Nothing in the listing below should be skipped, so transcribe it all exactly.
****
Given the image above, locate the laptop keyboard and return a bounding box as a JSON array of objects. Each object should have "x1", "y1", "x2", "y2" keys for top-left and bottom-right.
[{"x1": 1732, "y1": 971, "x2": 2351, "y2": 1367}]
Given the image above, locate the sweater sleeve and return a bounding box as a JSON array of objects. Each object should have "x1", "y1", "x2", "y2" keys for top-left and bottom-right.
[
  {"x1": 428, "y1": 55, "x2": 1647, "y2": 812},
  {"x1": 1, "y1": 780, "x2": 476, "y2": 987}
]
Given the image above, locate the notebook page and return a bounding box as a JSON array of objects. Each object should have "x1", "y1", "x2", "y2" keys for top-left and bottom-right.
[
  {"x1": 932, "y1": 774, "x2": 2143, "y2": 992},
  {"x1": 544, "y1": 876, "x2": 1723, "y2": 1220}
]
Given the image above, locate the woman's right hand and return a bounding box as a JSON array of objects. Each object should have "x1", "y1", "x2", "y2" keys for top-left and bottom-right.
****
→ **TASK ANSWER**:
Given the image above, locate the laptop keyboard and return a bounding box as a JSON array of objects. Each object should have "x1", "y1", "x2", "y2" keys for top-left and bottom-right.
[{"x1": 1732, "y1": 971, "x2": 2351, "y2": 1367}]
Given the image above, locate the sweater sleeve and return a bounding box as a JSON array of objects. Each object should have "x1", "y1", "x2", "y2" keys for top-left and bottom-right.
[
  {"x1": 428, "y1": 55, "x2": 1647, "y2": 812},
  {"x1": 1, "y1": 780, "x2": 476, "y2": 987}
]
Given the image above, locate the notebook page and return a bounding box as a JSON array of objects. Each object should have "x1", "y1", "x2", "y2" keys for top-left and bottom-right.
[
  {"x1": 932, "y1": 774, "x2": 2143, "y2": 992},
  {"x1": 544, "y1": 876, "x2": 1723, "y2": 1220}
]
Given the image above, locate the woman's right hand and return a bounding box as a JSON array of objects. Each object should have "x1", "y1", "x2", "y2" keys for top-left and bottom-right.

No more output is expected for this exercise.